▸ **Provided text**:
..............................

Key findings included:
MFAT-treated joints showed better appearance and tissue quality at both time points
By twelve weeks, treated defects displayed smooth, regular surfaces
New tissue contained high amounts of hyaline cartilage (the ideal cartilage type found in healthy joints)
The underlying bone layer reconstructed properly
Treated cartilage produced the same collagen types found in normal, healthy cartilage
New Tissue Closely Resembled Normal Cartilage
Perhaps most importantly, the cartilage that formed in MFAT-treated joints closely matched the structure of natural, undamaged cartilage. The researchers found proper formation of type I, II, and VI collagen—the building blocks that give cartilage its strength and flexibility. In contrast, defects treated with only saline showed poor healing with irregular surfaces and inferior tissue quality.
What This Means for Patients Considering Treatment
This study provides encouraging evidence that MFAT can support cartilage repair, though it was conducted in rats rather than humans. The research demonstrates several potential advantages of the MFAT approach:
Same-day procedure: Unlike traditional stem cell therapies requiring weeks of laboratory cell expansion, MFAT can be prepared during a single appointment
Natural scaffold: The fat tissue structure provides a supportive framework for regenerative cells
No enzymes needed: Avoiding harsh chemical processing may preserve cell health and function
Your own tissue: Using autologous (your own) fat eliminates rejection concerns
While animal studies don't guarantee the same results in people, this research helps explain why MFAT-based treatments like Lipogems® may support joint healing. The study adds to our understanding of how processed fat tissue works at the cellular level to promote cartilage regeneration.
Patients with cartilage damage should discuss all treatment options with their healthcare provider. This includes understanding that animal research represents an early step in the scientific process, and individual results may vary.
Source: Xu et al., Cell Transplantation, 2019.

..............................

▸ **Given data**:
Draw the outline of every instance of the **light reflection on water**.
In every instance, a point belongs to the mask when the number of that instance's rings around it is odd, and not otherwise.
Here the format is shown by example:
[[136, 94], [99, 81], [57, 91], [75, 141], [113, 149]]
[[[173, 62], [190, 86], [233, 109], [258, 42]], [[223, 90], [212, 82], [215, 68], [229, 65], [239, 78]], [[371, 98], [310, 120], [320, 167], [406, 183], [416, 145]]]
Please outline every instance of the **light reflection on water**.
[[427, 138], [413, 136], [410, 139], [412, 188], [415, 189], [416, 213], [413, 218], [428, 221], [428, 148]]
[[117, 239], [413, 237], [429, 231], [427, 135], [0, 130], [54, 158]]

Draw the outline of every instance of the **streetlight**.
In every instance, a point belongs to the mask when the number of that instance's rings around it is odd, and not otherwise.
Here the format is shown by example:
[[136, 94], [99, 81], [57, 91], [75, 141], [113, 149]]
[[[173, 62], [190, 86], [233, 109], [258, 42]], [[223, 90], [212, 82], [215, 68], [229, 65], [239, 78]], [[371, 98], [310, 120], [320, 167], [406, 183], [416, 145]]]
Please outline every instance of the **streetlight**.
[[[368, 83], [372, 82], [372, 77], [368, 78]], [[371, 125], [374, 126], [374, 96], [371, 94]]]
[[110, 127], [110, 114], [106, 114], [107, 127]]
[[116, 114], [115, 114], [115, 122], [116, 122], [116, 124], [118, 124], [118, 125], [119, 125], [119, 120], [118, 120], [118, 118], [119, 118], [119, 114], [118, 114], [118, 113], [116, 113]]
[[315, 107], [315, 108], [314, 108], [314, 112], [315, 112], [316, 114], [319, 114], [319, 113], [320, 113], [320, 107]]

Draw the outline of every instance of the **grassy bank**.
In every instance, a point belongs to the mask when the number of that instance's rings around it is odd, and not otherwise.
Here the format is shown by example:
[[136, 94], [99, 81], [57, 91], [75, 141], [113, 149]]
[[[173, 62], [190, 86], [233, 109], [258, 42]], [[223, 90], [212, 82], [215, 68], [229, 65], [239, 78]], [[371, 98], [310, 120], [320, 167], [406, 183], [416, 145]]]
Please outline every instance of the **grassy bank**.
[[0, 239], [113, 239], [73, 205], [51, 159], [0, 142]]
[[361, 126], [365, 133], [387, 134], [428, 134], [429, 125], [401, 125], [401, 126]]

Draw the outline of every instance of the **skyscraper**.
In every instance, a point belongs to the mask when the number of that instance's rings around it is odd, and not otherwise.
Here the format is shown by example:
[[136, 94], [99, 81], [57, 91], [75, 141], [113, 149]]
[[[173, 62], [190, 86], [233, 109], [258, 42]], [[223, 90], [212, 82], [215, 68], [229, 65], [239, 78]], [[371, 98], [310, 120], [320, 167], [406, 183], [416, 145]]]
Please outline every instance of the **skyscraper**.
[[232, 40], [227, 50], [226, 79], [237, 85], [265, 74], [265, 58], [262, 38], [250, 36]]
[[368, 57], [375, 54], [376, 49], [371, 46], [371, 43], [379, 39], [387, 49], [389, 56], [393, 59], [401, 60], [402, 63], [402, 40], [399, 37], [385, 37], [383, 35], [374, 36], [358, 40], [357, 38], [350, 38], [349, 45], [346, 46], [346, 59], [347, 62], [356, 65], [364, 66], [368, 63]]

..............................

▸ **Actions to take**:
(a) Answer these from the text on MFAT cartilage repair:
(i) Which collagen types formed properly in the MFAT-treated joints?
(ii) In what animals was the study conducted?
(iii) What did treated defects show by twelve weeks?
(b) From the text on MFAT cartilage repair, reproduce the passage starting with "Patients with cartilage" and going on through "results may vary.".

▸ **Solutions to the problems**:
(a)
(i) Type I, II, and VI collagen
(ii) Rats
(iii) Smooth, regular surfaces

(b)
Patients with cartilage damage should discuss all treatment options with their healthcare provider. This includes understanding that animal research represents an early step in the scientific process, and individual results may vary.